Can you convert each line of the listing below into a JSON list of strings, one string per line, leaving out any blank lines?
--- Begin INFORMATION SHOWN ---
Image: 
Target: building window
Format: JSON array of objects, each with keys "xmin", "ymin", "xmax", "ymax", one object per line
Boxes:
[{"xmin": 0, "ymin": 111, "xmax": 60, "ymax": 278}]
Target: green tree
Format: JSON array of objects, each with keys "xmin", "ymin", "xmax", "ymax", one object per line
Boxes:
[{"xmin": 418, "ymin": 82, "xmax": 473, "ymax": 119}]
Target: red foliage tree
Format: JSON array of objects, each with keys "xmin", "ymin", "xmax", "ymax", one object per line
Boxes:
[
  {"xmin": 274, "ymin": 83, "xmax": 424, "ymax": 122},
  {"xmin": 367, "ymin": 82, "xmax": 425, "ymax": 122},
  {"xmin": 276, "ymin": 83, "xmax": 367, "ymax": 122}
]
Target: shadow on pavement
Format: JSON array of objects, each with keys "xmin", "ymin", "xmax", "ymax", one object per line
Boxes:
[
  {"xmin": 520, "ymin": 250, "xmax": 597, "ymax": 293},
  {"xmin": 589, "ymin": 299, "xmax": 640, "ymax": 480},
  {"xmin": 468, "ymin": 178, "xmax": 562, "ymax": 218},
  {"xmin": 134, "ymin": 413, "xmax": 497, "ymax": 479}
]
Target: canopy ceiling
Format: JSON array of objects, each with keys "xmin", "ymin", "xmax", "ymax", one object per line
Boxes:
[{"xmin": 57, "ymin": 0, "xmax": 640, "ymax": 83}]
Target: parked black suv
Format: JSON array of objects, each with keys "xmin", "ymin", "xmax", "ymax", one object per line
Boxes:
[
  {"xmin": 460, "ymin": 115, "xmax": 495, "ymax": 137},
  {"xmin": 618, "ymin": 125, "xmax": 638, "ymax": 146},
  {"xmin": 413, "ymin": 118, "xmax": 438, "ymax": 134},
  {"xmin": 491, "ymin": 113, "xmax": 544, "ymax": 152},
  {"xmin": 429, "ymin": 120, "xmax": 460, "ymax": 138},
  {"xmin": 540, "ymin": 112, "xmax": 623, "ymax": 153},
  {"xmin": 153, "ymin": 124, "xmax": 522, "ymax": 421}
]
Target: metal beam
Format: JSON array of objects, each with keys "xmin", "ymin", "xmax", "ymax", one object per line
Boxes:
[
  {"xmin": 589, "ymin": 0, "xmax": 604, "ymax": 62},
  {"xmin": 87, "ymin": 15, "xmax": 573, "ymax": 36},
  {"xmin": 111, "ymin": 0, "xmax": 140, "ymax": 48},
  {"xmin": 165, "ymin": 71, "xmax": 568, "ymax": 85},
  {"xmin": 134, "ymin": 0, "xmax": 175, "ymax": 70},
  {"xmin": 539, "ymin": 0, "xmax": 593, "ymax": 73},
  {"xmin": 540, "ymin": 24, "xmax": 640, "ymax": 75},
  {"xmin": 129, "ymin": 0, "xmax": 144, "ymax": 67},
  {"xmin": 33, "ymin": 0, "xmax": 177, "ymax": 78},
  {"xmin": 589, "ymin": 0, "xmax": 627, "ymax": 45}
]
--- End INFORMATION SHOWN ---
◆ **OUTPUT OF THE TASK**:
[
  "Image: ",
  "Target: building window",
  "Format: JSON array of objects, each with keys \"xmin\", \"ymin\", \"xmax\", \"ymax\", one object per line",
  "Boxes:",
  "[{\"xmin\": 0, \"ymin\": 111, \"xmax\": 60, \"ymax\": 278}]",
  "Target: green tree",
  "Format: JSON array of objects, each with keys \"xmin\", \"ymin\", \"xmax\", \"ymax\", one object per line",
  "Boxes:",
  "[{\"xmin\": 418, \"ymin\": 82, \"xmax\": 473, \"ymax\": 119}]",
  "Target: red foliage tree",
  "Format: JSON array of objects, each with keys \"xmin\", \"ymin\", \"xmax\", \"ymax\", one object per line",
  "Boxes:",
  "[",
  "  {\"xmin\": 274, \"ymin\": 83, \"xmax\": 424, \"ymax\": 122},",
  "  {\"xmin\": 367, \"ymin\": 82, \"xmax\": 425, \"ymax\": 122},",
  "  {\"xmin\": 276, \"ymin\": 83, \"xmax\": 367, \"ymax\": 122}",
  "]",
  "Target: shadow on pavement",
  "Format: JSON array of objects, each with keys \"xmin\", \"ymin\", \"xmax\", \"ymax\", one object per line",
  "Boxes:",
  "[",
  "  {\"xmin\": 520, \"ymin\": 250, \"xmax\": 597, \"ymax\": 293},",
  "  {\"xmin\": 589, \"ymin\": 299, \"xmax\": 640, \"ymax\": 480},",
  "  {\"xmin\": 468, \"ymin\": 178, \"xmax\": 562, \"ymax\": 218},",
  "  {\"xmin\": 134, \"ymin\": 413, \"xmax\": 497, \"ymax\": 479}",
  "]",
  "Target: canopy ceiling",
  "Format: JSON array of objects, each with keys \"xmin\", \"ymin\", \"xmax\", \"ymax\", one object per line",
  "Boxes:",
  "[{\"xmin\": 57, \"ymin\": 0, \"xmax\": 640, \"ymax\": 83}]",
  "Target: parked black suv",
  "Format: JSON array of objects, each with keys \"xmin\", \"ymin\", \"xmax\", \"ymax\", one object per line",
  "Boxes:",
  "[",
  "  {\"xmin\": 460, \"ymin\": 115, \"xmax\": 495, \"ymax\": 137},",
  "  {\"xmin\": 618, \"ymin\": 125, \"xmax\": 638, \"ymax\": 146},",
  "  {\"xmin\": 413, \"ymin\": 118, \"xmax\": 438, \"ymax\": 134},",
  "  {\"xmin\": 491, \"ymin\": 113, \"xmax\": 544, \"ymax\": 152},",
  "  {\"xmin\": 429, \"ymin\": 120, \"xmax\": 460, \"ymax\": 138},",
  "  {\"xmin\": 540, \"ymin\": 112, \"xmax\": 623, \"ymax\": 153},",
  "  {\"xmin\": 153, \"ymin\": 124, \"xmax\": 522, \"ymax\": 421}",
  "]",
  "Target: metal beam",
  "Format: JSON array of objects, each with keys \"xmin\", \"ymin\", \"xmax\", \"ymax\", one object per line",
  "Boxes:",
  "[",
  "  {\"xmin\": 589, \"ymin\": 0, \"xmax\": 604, \"ymax\": 62},",
  "  {\"xmin\": 87, \"ymin\": 15, \"xmax\": 573, \"ymax\": 36},",
  "  {\"xmin\": 111, \"ymin\": 0, \"xmax\": 140, \"ymax\": 48},",
  "  {\"xmin\": 165, \"ymin\": 71, \"xmax\": 568, \"ymax\": 85},",
  "  {\"xmin\": 134, \"ymin\": 0, \"xmax\": 175, \"ymax\": 70},",
  "  {\"xmin\": 539, \"ymin\": 0, \"xmax\": 593, \"ymax\": 73},",
  "  {\"xmin\": 540, \"ymin\": 24, \"xmax\": 640, \"ymax\": 75},",
  "  {\"xmin\": 129, \"ymin\": 0, \"xmax\": 144, \"ymax\": 67},",
  "  {\"xmin\": 33, \"ymin\": 0, \"xmax\": 177, \"ymax\": 78},",
  "  {\"xmin\": 589, \"ymin\": 0, \"xmax\": 627, \"ymax\": 45}",
  "]"
]